PROMPT: Please give back the listing below line for line, with no changes.

Stored entries:
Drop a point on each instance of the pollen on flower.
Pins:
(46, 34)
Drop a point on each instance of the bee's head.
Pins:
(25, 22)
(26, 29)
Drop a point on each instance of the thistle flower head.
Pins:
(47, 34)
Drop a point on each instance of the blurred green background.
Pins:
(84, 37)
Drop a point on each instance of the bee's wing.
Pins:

TASK RESULT:
Drop a point on each instance of the pollen on flower.
Pins:
(46, 34)
Drop a point on each instance of the bee's head.
Pins:
(25, 22)
(26, 29)
Drop a point on each instance of the thistle flower head.
Pins:
(47, 34)
Drop a point on each instance of the blurred green background.
Pins:
(84, 37)
Drop a point on each instance of the bee's wing.
Pins:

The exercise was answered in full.